ENTRIES SUPPLIED:
┄┄┄┄┄┄

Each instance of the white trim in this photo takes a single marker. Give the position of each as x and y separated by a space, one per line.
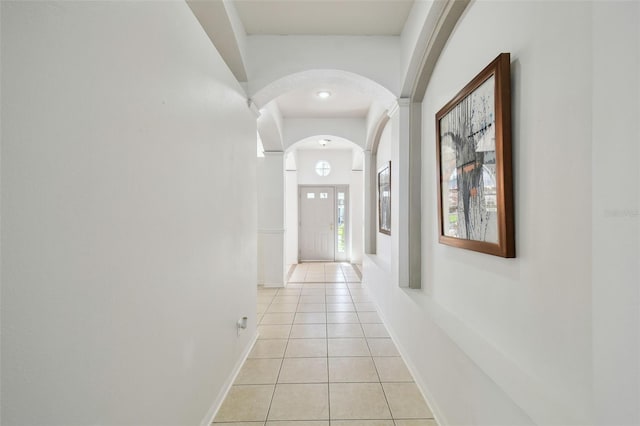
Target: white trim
217 403
422 387
271 231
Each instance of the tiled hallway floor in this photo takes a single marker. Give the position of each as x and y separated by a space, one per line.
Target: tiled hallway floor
323 357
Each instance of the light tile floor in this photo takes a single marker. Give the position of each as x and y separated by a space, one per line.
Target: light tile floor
323 357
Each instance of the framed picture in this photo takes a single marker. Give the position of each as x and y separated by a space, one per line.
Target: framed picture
384 200
473 143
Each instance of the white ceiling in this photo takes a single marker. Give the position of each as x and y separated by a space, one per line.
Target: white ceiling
335 143
343 102
323 17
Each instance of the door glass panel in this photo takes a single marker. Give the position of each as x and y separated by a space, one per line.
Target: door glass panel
342 242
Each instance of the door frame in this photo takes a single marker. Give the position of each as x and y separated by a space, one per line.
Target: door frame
337 257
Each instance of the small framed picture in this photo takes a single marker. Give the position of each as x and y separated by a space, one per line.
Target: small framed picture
384 200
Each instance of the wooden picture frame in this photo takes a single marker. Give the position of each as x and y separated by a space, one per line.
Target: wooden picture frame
384 200
473 151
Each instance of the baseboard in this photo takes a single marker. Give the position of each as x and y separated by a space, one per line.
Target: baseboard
437 414
211 413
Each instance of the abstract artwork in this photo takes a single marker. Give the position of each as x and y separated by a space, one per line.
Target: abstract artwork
384 200
473 134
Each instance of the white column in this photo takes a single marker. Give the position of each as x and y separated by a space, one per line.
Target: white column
408 173
370 197
271 220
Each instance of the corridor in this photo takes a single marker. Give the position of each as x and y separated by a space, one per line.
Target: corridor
323 355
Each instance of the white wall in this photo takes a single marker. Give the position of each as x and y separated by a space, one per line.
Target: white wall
273 57
271 220
128 215
291 212
356 213
615 212
511 341
383 241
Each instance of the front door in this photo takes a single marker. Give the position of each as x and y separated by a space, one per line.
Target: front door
317 226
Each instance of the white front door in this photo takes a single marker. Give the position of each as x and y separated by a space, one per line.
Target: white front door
317 226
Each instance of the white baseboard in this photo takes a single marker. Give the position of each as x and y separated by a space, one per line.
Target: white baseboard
437 415
211 413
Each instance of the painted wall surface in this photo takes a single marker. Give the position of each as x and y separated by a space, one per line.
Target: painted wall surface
271 220
274 57
356 212
383 241
291 211
529 340
615 212
128 215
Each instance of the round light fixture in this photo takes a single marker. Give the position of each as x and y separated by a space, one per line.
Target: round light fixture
323 168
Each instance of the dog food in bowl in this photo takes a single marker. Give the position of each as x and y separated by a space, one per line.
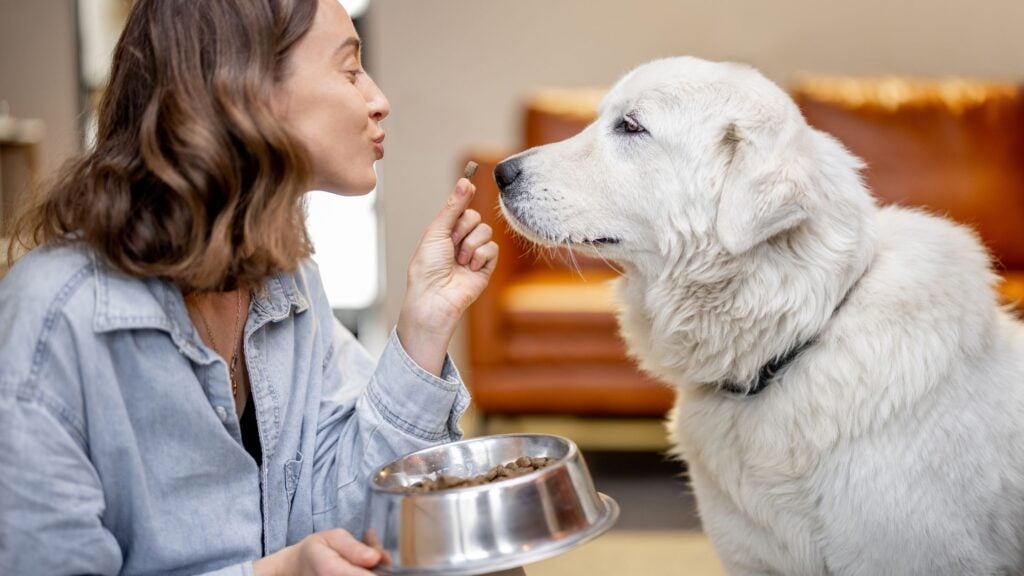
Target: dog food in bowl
520 466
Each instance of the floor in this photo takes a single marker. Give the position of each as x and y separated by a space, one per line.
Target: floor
658 530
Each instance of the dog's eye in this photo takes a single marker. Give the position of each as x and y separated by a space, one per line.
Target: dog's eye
630 125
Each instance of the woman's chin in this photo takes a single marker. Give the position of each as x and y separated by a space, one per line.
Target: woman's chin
361 187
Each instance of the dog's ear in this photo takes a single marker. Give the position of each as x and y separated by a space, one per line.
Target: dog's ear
764 192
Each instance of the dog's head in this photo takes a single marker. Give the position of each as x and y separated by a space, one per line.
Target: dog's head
683 152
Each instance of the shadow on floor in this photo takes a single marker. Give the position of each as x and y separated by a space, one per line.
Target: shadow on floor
652 491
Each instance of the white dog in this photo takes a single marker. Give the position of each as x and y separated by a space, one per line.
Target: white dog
851 397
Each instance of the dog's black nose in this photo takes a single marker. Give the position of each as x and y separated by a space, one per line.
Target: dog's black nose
506 172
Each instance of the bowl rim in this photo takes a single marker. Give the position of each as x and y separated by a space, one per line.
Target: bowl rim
608 518
529 477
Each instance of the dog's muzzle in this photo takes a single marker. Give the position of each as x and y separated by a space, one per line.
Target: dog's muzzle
506 174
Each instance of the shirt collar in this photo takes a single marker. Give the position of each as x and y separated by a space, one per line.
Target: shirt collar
124 302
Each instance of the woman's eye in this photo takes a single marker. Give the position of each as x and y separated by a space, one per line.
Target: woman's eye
631 126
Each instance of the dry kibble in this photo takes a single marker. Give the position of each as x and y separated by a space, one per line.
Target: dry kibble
519 466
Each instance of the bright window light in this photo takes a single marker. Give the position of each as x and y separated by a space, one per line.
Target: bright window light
343 230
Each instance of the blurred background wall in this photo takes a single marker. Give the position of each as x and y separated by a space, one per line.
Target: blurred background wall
39 74
457 71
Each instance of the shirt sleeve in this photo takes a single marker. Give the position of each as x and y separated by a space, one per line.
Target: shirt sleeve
370 415
50 495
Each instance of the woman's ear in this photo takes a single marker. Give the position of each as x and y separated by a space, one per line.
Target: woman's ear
765 189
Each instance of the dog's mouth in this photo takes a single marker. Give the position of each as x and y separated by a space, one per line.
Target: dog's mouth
522 224
602 241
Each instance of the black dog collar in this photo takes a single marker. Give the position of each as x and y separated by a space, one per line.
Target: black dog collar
767 373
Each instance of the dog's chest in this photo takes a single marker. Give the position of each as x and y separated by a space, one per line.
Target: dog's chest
760 460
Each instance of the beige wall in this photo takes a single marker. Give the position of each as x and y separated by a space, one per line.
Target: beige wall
39 71
456 70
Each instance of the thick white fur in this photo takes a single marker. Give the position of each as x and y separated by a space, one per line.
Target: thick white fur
895 444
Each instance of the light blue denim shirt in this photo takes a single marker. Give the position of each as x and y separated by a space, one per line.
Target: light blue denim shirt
120 449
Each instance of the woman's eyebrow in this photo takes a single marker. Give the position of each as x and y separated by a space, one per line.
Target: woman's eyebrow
350 41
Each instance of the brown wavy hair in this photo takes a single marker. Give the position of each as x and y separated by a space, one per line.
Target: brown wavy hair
192 178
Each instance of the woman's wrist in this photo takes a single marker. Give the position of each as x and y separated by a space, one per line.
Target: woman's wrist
425 340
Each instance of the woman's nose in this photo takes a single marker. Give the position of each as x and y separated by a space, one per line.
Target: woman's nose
379 107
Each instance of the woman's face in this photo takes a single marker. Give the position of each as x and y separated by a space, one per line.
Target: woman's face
332 106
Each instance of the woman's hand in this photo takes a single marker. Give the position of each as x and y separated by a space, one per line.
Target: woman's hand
451 268
324 553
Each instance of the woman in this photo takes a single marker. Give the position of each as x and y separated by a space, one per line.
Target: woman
175 395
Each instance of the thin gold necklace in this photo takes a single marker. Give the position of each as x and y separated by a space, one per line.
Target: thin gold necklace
236 338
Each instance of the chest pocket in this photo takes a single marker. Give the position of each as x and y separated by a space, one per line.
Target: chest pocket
293 469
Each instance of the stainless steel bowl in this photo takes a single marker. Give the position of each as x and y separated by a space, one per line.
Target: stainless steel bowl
482 529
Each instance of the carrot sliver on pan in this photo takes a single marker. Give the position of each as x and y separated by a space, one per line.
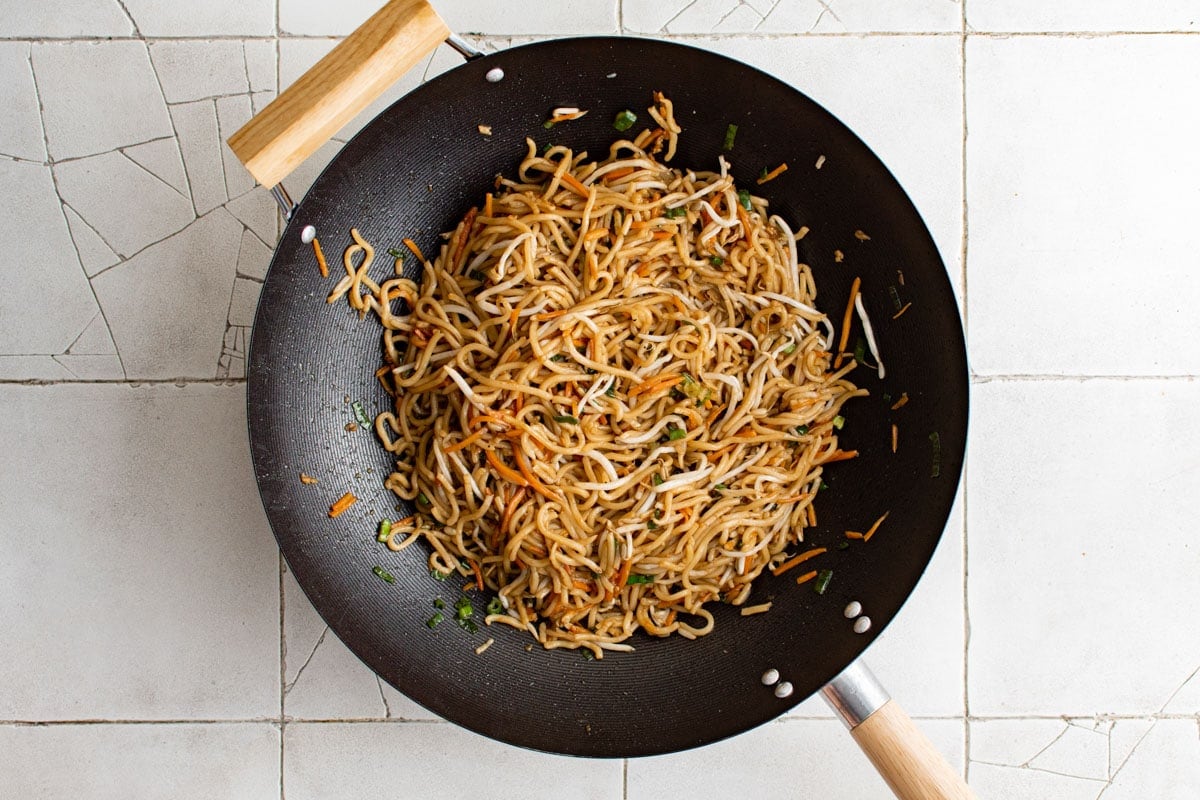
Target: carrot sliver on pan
342 504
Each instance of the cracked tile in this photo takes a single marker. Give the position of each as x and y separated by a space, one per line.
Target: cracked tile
167 305
94 253
45 300
211 18
184 762
21 127
201 144
324 680
63 18
779 761
162 158
126 205
97 96
245 301
199 70
174 626
253 258
1042 482
259 64
232 114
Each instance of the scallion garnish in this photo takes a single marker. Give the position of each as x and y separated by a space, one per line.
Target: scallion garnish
731 133
624 120
822 581
360 414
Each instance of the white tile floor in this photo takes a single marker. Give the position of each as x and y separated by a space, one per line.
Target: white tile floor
148 630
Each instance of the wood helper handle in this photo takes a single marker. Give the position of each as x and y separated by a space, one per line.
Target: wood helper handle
904 757
328 96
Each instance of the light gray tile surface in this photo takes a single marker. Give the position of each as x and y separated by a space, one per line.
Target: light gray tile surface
141 762
139 579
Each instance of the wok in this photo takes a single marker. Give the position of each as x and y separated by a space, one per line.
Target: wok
413 172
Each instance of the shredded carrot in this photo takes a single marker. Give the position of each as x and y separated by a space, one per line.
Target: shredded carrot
797 559
459 445
576 186
773 174
874 528
538 486
845 323
655 384
321 258
807 577
417 251
342 504
504 470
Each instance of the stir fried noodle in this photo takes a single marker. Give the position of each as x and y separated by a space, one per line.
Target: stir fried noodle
613 394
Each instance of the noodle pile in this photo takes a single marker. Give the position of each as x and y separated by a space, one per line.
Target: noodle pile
613 394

┄┄┄┄┄┄

YOUR GOAL:
Go back to the data above and please quote exactly, and only, the lines from the line with "Each instance of the wok" through its last line.

SOLVED EXERCISE:
Each instance of the wok in this photo takes a single marker. Give the position of each as x and y separated by a space, one per line.
Target: wok
413 172
Each instance of the shredded carrot in this photo takes a single marker. Give the position of each as x and y separated by a space, one per line.
Target: shredded carrot
797 559
459 445
576 186
773 174
874 528
538 486
845 323
655 384
321 258
807 577
417 251
342 504
504 470
Each instance of the stir fried noodle in this photo takes a single marker. Give the position of each as x and y separated by a space, one per line.
Target: stir fried noodle
613 394
Each instance of the noodle pile in this photo takes a single marker. Give the position of each as x and y separated by a space, one per line.
Target: noodle pile
613 394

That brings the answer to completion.